§ To be done: Reproduce every line of the records below word for word, leaving out the pictures.

>>>

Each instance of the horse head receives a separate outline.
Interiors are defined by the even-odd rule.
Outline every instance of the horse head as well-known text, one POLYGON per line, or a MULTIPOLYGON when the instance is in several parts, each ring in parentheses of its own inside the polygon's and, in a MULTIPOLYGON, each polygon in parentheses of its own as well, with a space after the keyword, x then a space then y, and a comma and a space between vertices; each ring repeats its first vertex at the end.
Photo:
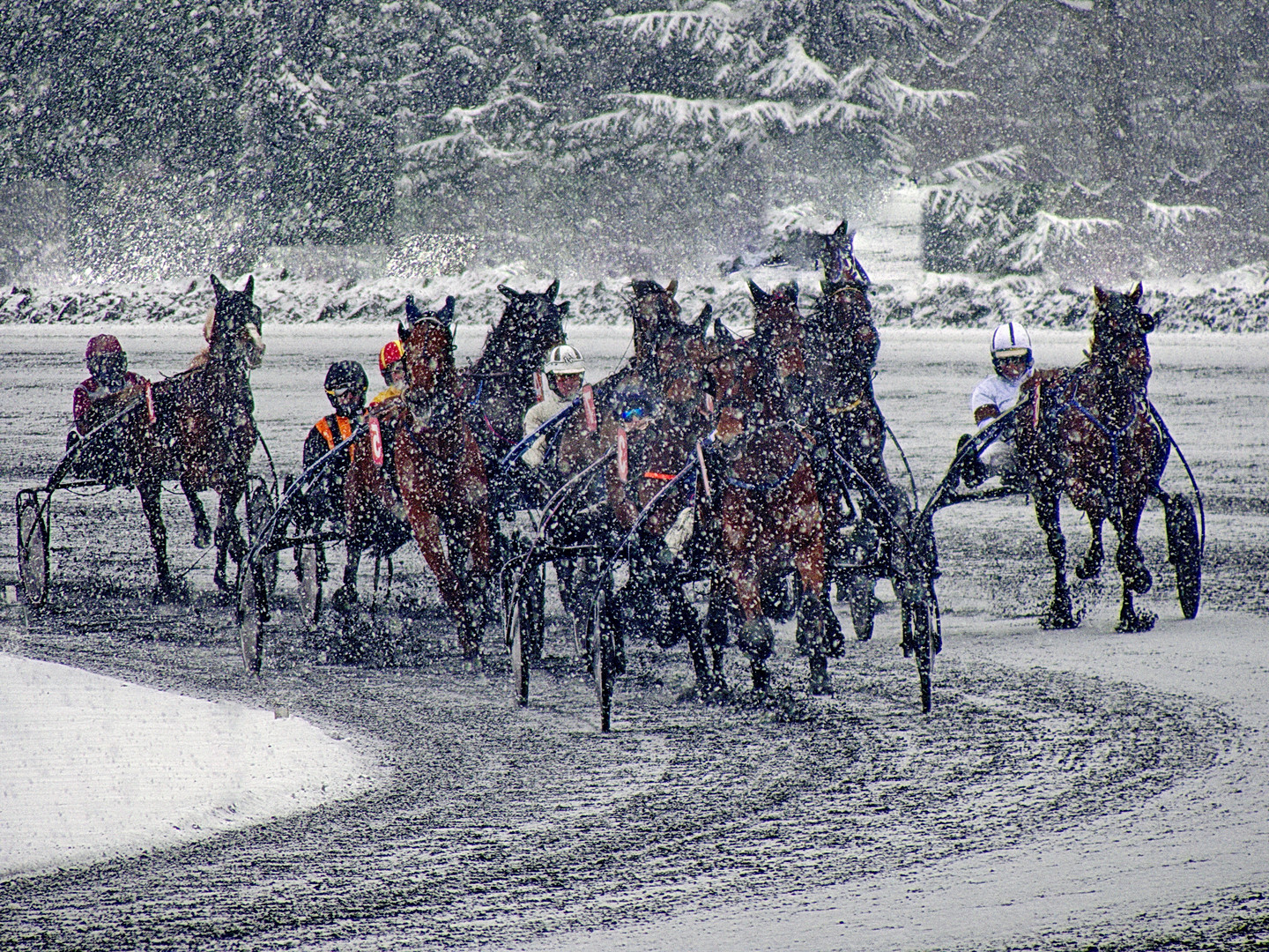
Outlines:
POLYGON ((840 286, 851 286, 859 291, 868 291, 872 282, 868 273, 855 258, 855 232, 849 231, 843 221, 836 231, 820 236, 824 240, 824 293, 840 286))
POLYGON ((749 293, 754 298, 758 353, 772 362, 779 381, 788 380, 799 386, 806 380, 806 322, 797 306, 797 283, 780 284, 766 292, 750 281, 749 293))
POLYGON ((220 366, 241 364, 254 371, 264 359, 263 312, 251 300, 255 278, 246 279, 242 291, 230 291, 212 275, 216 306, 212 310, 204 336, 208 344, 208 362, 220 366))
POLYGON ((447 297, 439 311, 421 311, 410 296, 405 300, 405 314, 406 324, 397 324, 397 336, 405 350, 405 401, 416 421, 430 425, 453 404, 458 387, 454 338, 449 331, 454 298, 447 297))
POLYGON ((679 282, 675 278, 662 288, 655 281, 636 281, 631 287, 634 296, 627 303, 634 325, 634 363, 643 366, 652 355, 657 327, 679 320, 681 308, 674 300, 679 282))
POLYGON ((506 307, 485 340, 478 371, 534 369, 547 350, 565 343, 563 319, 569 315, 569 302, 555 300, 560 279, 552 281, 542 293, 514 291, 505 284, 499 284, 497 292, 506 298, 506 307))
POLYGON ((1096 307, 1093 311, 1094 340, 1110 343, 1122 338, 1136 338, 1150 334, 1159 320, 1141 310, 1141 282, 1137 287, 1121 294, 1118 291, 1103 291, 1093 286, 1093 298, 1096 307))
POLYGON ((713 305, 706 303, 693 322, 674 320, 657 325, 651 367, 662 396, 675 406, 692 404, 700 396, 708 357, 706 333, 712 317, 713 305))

<<<

§ Output for this task:
Each instance of the horse head receives a separate outline.
Interiors are defined by the even-odd rule.
Outline every instance of the horse head as well-known text, one POLYGON per line, or a MULTIPOLYGON when the instance is in several parts, each ring in parentheses of its own inside the polygon's and, in a MULTIPOLYGON, each polygon in parentheses of its own as well, with a space after the keyword, x then a space then y, and a comma and a space between vertices; each ring repeats its first vertex at the end.
Photo:
Outlines:
POLYGON ((840 286, 851 286, 859 291, 868 291, 872 282, 868 273, 855 258, 855 232, 849 231, 843 221, 836 231, 820 236, 824 240, 824 293, 840 286))
POLYGON ((749 293, 754 298, 758 353, 772 362, 779 381, 788 380, 799 386, 806 380, 806 322, 797 306, 797 283, 780 284, 766 292, 750 281, 749 293))
POLYGON ((220 366, 241 364, 254 371, 264 359, 263 312, 251 300, 255 278, 246 279, 242 291, 230 291, 212 275, 216 306, 212 310, 204 336, 208 344, 208 362, 220 366))
POLYGON ((447 297, 439 311, 421 311, 410 296, 405 300, 405 314, 406 324, 397 324, 397 336, 405 350, 405 401, 416 421, 430 425, 453 404, 458 387, 454 338, 449 331, 454 298, 447 297))
POLYGON ((679 282, 675 278, 662 288, 655 281, 636 281, 631 287, 634 296, 627 303, 634 325, 634 363, 643 366, 652 355, 657 327, 679 320, 681 308, 674 300, 679 282))
POLYGON ((506 307, 485 340, 478 371, 534 369, 547 350, 565 343, 563 319, 569 315, 569 302, 555 300, 560 279, 552 281, 542 293, 514 291, 505 284, 499 284, 497 292, 506 298, 506 307))
POLYGON ((1096 307, 1093 311, 1094 340, 1110 343, 1122 338, 1136 338, 1150 334, 1159 320, 1141 310, 1141 282, 1137 287, 1121 294, 1118 291, 1103 291, 1093 286, 1093 298, 1096 307))
POLYGON ((713 305, 706 303, 693 322, 674 320, 657 325, 651 367, 662 396, 675 406, 692 404, 700 396, 708 357, 706 333, 712 317, 713 305))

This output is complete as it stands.